▶ **Selected text**
_ _ _ _ _ _ _
Monday, May 7, 2012

Making Apache and Tomcat Work Together

http://olex.openlogic.com/wazi/2012/making-apache-and-tomcat-work-together


Last year I was approached by a Swiss customer looking for help. Starting with an already working Tomcat application, the company wanted to configure the Apache HTTP Server in front of it as reverse proxy, virtual host broker, and URI translator.
Why use Apache as a front-end server? It might seem more convenient to keep things simple, letting a back-end server like Tomcat serve clients directly – and in some cases it is, depending on the type of back-end server and the specific requirements of the project.
If your main server software is secure and fast enough for your environment and provides all the features you need, you probably don’t need a proxy layer. It usually doesn’t make sense to run Apache in front of lighttpd, for example, especially considering that a layer of proxying increases the performance and maintenance load.
Yet in a lot of cases you will be running a specialized back-end server to provide functionality that Apache isn’t capable of. You might deploy Tomcat, for example, so you can run Java Servlets. In these cases it is often beneficial to pay the performance and complexity costs of adding Apache to the mix.
_ _ _ _ _ _ _
Dataset items:
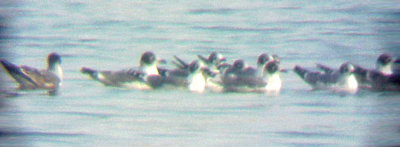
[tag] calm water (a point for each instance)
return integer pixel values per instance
(112, 35)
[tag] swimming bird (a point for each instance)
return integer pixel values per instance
(342, 80)
(212, 62)
(30, 78)
(192, 75)
(363, 75)
(241, 78)
(262, 60)
(380, 81)
(145, 78)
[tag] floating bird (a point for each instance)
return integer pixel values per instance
(212, 62)
(146, 77)
(192, 75)
(240, 78)
(30, 78)
(366, 77)
(342, 80)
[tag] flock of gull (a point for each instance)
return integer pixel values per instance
(213, 73)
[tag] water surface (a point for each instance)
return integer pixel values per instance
(113, 34)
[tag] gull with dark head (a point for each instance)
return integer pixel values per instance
(342, 80)
(241, 78)
(212, 62)
(146, 77)
(32, 78)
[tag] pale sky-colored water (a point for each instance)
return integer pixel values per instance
(113, 35)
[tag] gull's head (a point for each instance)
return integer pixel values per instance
(216, 58)
(194, 67)
(272, 67)
(383, 63)
(396, 66)
(276, 58)
(148, 58)
(53, 60)
(346, 68)
(239, 65)
(263, 59)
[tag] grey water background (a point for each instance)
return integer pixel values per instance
(113, 34)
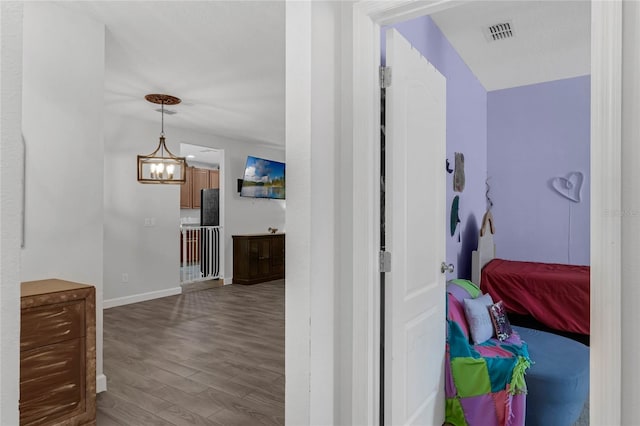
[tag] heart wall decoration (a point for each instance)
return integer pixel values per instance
(570, 186)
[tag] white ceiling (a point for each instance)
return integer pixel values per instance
(552, 40)
(200, 154)
(225, 59)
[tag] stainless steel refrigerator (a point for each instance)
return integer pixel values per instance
(210, 237)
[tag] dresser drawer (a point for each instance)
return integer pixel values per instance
(52, 382)
(44, 325)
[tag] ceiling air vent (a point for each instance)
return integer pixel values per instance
(499, 31)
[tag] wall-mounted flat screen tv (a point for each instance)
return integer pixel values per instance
(263, 179)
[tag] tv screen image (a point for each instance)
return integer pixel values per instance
(263, 179)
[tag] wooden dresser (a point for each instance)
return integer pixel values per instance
(258, 258)
(57, 353)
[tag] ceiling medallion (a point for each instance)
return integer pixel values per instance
(161, 166)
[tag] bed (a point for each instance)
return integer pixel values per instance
(555, 295)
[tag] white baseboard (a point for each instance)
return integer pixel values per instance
(127, 300)
(101, 383)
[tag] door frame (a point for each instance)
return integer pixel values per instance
(606, 198)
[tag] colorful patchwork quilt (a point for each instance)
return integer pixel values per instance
(485, 383)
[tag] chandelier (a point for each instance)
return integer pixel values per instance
(161, 166)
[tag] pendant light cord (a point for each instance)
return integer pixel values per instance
(162, 127)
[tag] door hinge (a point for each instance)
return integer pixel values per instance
(385, 261)
(385, 77)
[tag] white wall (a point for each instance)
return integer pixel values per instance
(630, 213)
(62, 127)
(10, 204)
(151, 255)
(319, 299)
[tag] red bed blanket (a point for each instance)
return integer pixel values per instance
(554, 294)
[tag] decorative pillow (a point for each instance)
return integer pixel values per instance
(477, 312)
(501, 324)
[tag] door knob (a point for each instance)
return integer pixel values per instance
(444, 268)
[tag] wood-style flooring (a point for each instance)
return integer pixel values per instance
(211, 357)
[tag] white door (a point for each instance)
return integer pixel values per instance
(415, 211)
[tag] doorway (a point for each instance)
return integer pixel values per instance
(202, 218)
(605, 143)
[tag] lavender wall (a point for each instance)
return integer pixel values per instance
(466, 133)
(537, 133)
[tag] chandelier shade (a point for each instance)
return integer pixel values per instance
(161, 166)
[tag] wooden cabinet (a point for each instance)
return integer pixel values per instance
(186, 190)
(196, 180)
(57, 353)
(258, 258)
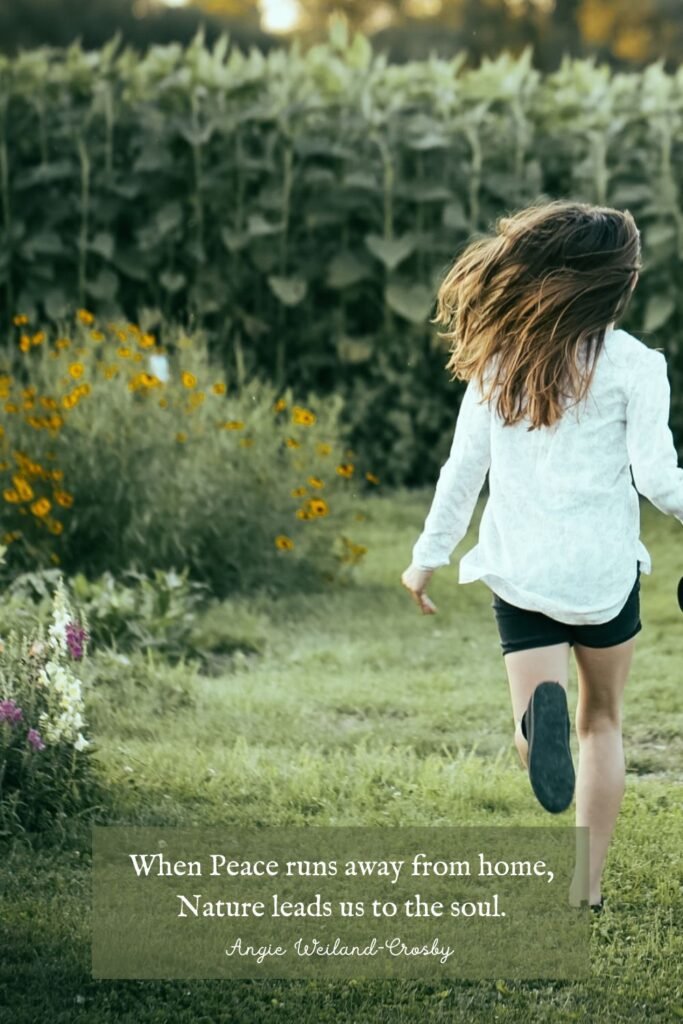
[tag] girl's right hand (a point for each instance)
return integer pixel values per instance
(415, 580)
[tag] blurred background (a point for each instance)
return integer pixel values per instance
(623, 33)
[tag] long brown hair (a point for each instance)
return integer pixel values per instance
(532, 297)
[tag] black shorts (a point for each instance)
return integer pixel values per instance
(520, 629)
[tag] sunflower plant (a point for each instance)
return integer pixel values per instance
(121, 452)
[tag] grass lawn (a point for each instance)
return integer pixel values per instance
(364, 712)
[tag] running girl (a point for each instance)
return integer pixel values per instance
(568, 416)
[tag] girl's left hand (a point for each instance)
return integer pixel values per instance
(416, 580)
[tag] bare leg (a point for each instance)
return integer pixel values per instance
(525, 670)
(602, 674)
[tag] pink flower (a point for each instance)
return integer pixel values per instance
(35, 739)
(76, 638)
(9, 712)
_ _ _ _ _ _ _
▶ **Problems to solve**
1 – In the Apache and Tomcat article, list the roles the Swiss customer wanted the Apache HTTP Server to take in front of Tomcat.
2 – Revise the part of the Apache and Tomcat article that begins with the words "If your main" and ends with "and maintenance load.", changing "lighttpd" to "nginx".
The dataset items are separate material and have nothing to do with the Apache and Tomcat article.

▶ **Expected answers**
1 –
- Reverse proxy
- Virtual host broker
- URI translator

2 –
If your main server software is secure and fast enough for your environment and provides all the features you need, you probably don’t need a proxy layer. It usually doesn’t make sense to run Apache in front of nginx, for example, especially considering that a layer of proxying increases the performance and maintenance load.